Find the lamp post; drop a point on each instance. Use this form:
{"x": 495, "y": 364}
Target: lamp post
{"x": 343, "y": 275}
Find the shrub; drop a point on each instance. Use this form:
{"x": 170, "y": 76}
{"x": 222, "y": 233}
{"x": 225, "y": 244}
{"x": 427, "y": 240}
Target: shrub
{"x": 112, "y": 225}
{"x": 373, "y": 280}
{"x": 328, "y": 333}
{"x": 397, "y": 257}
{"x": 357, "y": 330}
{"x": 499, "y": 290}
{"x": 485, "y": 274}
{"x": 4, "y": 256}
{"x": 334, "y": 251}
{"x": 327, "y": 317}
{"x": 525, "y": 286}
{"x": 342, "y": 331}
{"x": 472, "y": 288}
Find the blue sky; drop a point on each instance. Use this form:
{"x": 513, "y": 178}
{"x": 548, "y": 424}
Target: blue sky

**********

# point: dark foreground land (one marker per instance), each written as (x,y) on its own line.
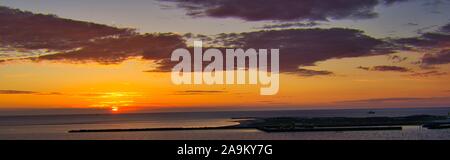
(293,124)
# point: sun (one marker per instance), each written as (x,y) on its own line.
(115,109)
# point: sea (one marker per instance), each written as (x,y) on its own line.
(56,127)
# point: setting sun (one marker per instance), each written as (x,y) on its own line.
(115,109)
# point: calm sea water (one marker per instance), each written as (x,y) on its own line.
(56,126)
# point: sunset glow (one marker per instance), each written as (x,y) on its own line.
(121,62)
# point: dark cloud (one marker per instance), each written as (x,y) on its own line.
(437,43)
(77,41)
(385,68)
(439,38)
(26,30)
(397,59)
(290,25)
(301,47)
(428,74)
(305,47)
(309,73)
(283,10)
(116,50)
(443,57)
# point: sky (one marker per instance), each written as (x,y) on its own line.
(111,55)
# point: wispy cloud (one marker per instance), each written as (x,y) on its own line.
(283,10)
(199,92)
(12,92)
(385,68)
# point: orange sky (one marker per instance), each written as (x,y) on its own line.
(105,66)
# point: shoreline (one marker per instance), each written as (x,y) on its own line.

**********

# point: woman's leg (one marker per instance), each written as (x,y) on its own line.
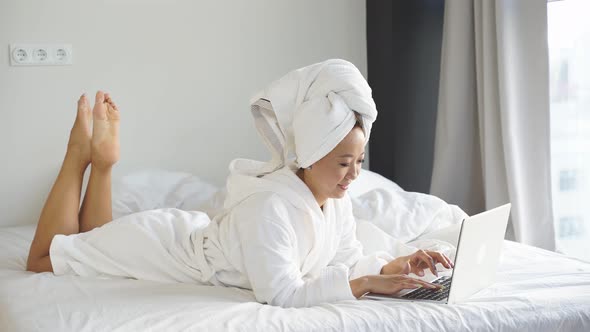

**********

What the task requires: From the data above, output exactly the lines between the one containing "Target: shrub" and the one containing "Target: blue sky", counting both of them.

Output for this task:
Target: shrub
{"x": 112, "y": 225}
{"x": 373, "y": 280}
{"x": 328, "y": 333}
{"x": 397, "y": 257}
{"x": 357, "y": 330}
{"x": 499, "y": 290}
{"x": 485, "y": 274}
{"x": 4, "y": 256}
{"x": 334, "y": 251}
{"x": 327, "y": 317}
{"x": 525, "y": 286}
{"x": 342, "y": 331}
{"x": 472, "y": 288}
Find the blue sky; drop a point on each instance. Use this form:
{"x": 513, "y": 178}
{"x": 548, "y": 424}
Target: blue sky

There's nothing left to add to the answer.